#### DATASET EXCERPTS ####

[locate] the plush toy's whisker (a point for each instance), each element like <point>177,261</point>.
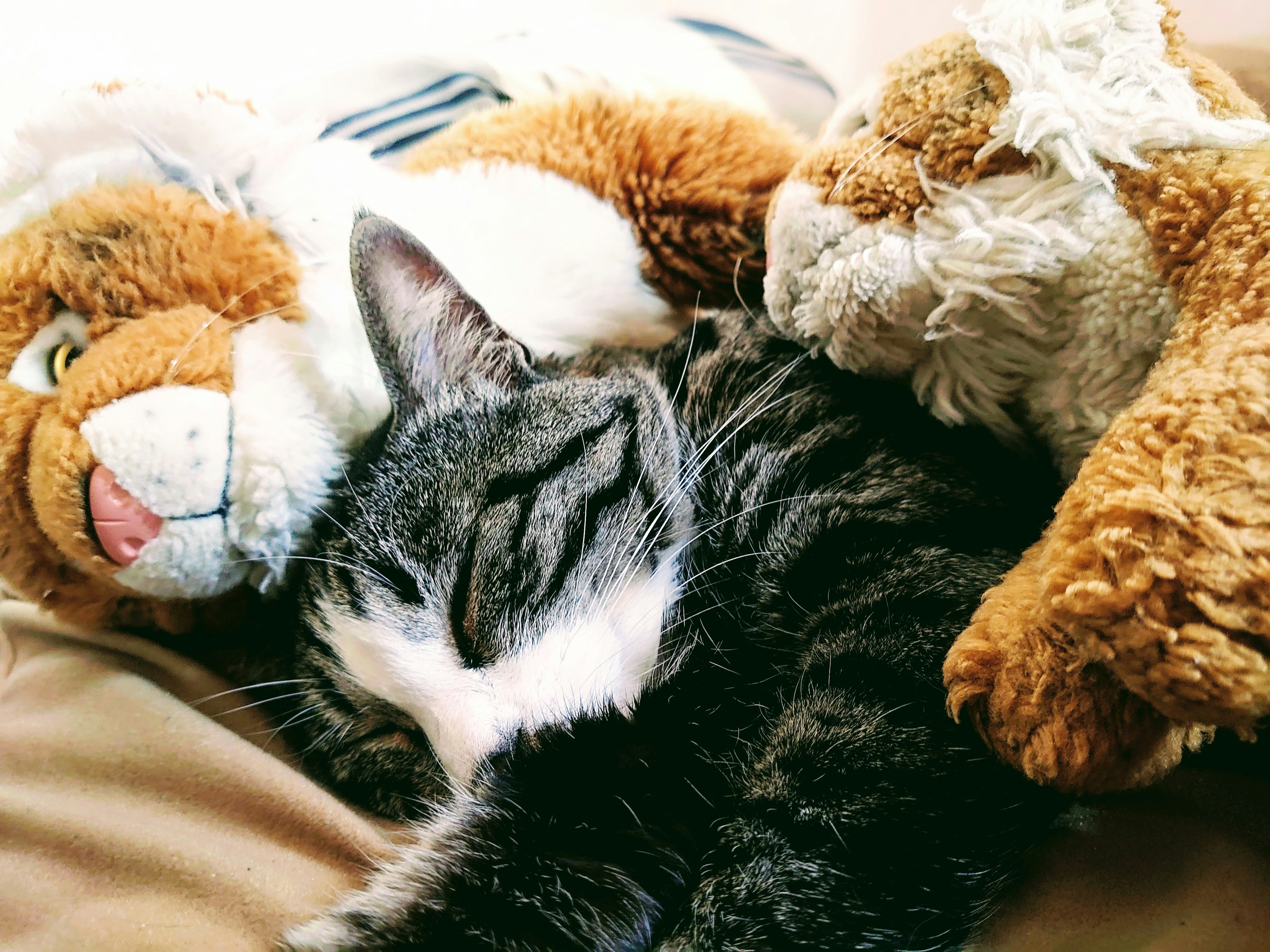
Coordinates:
<point>249,687</point>
<point>176,361</point>
<point>736,286</point>
<point>882,145</point>
<point>356,567</point>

####

▸ EXERCISE INSTRUCTIONS: Each entry above should be given again exactly, with its pictures omitted.

▸ COMPLETED EXERCISE:
[locate] the plush toy's whisker (a point for each instance), each element like <point>177,261</point>.
Coordinates:
<point>249,687</point>
<point>176,361</point>
<point>736,286</point>
<point>882,145</point>
<point>356,567</point>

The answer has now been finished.